Required action: Extract each line of the entries below that contains the word "negative", and copy those lines in full.

[Stored data entries]
=====
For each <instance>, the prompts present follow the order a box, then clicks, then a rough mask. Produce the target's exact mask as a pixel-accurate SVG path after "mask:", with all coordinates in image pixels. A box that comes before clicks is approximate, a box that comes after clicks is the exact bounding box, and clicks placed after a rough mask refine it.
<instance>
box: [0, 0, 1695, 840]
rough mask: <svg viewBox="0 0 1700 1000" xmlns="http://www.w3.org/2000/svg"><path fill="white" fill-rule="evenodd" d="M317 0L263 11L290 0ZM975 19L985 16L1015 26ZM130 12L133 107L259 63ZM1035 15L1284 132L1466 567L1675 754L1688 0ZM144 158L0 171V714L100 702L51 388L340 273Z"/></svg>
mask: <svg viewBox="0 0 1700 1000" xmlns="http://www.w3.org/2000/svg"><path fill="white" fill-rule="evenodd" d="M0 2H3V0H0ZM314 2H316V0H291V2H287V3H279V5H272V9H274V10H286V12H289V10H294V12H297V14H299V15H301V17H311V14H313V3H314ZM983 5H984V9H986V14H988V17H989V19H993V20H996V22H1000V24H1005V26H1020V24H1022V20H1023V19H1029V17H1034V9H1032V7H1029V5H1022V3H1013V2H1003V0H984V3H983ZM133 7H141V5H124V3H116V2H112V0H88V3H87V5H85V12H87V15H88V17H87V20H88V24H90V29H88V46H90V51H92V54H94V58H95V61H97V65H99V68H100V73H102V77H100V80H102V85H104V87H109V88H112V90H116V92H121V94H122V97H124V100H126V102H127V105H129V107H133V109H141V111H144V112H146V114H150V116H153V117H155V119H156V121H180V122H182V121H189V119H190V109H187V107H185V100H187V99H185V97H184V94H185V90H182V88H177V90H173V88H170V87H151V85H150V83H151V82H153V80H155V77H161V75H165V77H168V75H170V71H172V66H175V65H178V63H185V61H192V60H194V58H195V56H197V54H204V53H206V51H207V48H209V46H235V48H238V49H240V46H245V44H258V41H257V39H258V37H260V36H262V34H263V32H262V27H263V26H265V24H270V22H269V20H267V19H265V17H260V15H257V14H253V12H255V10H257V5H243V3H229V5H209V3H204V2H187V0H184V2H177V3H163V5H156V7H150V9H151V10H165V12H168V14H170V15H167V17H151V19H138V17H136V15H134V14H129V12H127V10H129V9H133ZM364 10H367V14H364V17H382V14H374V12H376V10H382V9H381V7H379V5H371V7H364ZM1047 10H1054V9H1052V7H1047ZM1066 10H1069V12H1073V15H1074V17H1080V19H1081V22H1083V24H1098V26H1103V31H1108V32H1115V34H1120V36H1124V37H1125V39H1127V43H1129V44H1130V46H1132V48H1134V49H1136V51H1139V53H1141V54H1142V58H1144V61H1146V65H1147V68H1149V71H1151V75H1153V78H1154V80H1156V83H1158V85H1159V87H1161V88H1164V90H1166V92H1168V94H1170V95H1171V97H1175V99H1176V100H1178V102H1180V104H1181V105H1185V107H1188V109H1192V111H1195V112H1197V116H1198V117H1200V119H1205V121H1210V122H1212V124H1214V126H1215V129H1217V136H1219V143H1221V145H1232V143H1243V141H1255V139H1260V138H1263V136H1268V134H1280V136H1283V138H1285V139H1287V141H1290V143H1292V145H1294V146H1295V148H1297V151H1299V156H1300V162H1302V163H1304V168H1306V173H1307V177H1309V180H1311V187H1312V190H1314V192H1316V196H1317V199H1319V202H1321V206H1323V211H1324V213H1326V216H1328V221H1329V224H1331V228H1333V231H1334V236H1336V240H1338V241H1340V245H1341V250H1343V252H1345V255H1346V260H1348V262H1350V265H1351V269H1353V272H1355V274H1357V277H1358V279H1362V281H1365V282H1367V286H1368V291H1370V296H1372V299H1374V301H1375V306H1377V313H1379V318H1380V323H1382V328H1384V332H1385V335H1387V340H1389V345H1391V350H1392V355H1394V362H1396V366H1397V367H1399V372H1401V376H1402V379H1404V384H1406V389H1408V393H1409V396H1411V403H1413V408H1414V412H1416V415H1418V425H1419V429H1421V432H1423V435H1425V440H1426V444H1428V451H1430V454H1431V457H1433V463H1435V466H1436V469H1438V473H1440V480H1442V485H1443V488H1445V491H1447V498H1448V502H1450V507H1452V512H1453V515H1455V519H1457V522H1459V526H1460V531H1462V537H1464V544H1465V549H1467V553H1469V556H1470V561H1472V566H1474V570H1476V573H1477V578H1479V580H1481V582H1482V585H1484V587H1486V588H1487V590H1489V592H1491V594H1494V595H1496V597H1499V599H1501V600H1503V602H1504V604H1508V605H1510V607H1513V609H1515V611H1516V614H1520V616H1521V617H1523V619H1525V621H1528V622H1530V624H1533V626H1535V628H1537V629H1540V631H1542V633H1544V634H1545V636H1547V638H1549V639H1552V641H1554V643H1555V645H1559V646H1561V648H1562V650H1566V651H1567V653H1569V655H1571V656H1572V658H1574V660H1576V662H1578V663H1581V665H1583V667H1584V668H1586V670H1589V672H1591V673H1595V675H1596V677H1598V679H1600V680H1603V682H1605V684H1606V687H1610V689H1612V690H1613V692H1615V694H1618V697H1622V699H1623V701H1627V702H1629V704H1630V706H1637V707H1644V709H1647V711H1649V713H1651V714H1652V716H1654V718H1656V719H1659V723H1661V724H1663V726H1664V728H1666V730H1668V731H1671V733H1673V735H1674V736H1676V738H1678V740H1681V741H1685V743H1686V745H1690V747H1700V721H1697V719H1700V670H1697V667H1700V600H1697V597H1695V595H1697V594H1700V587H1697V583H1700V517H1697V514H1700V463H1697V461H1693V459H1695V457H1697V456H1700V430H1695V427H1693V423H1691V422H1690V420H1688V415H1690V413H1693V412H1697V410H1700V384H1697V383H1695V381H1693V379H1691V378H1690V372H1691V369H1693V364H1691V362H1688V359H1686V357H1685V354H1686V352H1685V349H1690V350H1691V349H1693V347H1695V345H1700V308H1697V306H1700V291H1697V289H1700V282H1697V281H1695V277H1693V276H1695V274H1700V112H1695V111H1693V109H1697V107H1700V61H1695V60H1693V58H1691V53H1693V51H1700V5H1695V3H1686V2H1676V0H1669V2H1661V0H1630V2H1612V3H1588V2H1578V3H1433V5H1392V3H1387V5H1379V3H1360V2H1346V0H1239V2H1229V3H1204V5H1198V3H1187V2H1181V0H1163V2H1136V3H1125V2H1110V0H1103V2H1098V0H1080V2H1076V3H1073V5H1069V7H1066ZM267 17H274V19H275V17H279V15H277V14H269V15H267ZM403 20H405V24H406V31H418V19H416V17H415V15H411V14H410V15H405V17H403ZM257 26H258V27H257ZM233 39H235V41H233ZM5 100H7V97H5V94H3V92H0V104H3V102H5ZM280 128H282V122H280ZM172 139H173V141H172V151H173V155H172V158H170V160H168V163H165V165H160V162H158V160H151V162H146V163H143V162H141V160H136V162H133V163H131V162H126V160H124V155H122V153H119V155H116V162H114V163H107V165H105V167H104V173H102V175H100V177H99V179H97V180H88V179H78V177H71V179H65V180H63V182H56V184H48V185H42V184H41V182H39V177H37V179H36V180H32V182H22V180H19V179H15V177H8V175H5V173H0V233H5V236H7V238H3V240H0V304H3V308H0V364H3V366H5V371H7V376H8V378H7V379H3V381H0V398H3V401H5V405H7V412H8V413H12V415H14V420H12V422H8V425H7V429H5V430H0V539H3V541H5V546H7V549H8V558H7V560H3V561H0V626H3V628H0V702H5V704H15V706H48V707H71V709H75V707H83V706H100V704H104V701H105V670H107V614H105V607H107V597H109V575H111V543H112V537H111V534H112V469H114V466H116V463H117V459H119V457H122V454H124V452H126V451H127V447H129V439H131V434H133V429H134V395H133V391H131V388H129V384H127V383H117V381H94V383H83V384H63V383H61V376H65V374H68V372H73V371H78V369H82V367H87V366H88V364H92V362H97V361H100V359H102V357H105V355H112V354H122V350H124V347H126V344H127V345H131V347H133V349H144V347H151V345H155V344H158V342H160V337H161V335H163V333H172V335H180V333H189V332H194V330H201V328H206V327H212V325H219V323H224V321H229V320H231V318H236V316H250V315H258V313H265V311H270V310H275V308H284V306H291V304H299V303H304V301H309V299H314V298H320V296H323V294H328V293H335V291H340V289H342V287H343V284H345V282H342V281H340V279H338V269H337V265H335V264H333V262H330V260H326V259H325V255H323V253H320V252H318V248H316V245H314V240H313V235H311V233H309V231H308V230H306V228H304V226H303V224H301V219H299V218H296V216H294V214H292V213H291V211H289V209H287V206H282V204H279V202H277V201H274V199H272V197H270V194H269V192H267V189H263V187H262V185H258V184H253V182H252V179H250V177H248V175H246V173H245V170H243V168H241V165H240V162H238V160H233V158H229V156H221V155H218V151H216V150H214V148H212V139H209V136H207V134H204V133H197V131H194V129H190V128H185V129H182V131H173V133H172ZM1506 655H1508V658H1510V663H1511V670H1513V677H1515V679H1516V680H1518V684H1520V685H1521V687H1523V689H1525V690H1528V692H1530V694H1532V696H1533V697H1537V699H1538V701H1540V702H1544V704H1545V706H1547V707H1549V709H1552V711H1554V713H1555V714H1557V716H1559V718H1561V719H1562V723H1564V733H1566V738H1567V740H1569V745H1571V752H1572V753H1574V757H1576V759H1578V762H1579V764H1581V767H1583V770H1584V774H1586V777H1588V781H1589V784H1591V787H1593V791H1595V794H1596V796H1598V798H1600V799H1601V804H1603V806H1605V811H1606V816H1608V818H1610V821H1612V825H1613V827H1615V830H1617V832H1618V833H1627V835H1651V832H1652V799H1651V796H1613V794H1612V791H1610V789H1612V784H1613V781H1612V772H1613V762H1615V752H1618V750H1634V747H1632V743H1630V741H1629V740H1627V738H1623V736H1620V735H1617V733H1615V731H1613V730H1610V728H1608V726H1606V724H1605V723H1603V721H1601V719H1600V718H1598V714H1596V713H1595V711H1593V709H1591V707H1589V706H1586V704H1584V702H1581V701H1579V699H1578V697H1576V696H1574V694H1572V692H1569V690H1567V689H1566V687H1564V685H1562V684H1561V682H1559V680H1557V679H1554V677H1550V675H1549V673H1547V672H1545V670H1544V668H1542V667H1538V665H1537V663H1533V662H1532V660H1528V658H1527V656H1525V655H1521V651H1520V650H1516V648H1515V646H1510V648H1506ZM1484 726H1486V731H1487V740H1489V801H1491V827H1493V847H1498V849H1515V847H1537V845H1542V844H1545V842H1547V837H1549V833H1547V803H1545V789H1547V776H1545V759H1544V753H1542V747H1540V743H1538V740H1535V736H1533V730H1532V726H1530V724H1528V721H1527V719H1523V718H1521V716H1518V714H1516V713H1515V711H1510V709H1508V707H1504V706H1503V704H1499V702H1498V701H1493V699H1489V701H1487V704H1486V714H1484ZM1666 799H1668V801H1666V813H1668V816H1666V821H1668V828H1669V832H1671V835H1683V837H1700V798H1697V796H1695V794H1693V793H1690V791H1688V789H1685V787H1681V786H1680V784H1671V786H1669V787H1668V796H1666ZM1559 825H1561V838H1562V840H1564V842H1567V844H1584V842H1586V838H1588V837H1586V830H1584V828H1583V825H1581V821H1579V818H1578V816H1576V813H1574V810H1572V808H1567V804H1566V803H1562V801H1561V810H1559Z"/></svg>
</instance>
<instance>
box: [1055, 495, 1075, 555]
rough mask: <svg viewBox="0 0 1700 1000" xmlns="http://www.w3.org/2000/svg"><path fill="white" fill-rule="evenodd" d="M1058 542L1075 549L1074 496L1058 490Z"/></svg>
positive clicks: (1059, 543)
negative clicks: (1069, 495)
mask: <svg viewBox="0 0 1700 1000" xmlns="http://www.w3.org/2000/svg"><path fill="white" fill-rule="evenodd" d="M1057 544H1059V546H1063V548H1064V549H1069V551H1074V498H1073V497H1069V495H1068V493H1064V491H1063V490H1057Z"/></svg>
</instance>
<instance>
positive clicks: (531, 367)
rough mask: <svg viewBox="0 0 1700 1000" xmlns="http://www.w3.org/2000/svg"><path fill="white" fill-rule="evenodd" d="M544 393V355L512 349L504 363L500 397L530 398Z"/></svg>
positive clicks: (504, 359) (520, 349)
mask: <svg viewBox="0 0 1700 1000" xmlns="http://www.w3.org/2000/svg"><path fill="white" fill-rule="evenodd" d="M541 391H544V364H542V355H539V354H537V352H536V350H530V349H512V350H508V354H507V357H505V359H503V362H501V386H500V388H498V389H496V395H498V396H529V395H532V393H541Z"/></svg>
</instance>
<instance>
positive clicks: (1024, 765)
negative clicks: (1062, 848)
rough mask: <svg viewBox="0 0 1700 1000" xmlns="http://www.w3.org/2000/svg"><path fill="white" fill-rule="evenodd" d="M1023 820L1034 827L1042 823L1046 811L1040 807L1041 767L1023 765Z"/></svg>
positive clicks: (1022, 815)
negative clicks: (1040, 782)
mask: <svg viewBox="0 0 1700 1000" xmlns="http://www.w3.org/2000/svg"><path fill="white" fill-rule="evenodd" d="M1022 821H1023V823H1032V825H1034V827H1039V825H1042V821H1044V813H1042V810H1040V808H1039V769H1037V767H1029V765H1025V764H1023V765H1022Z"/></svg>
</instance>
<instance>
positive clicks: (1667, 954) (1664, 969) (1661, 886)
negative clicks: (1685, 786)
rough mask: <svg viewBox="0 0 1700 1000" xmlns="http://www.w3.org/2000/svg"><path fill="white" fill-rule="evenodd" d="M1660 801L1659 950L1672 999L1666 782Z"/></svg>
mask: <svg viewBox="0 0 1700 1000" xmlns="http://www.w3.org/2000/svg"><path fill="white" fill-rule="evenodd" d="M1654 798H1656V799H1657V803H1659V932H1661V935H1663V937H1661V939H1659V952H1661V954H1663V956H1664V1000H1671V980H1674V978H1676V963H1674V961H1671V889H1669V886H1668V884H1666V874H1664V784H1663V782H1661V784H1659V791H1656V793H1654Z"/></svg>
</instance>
=====
Response below:
negative clicks: (1069, 495)
negative clicks: (1062, 848)
negative clicks: (1040, 782)
negative clicks: (1685, 786)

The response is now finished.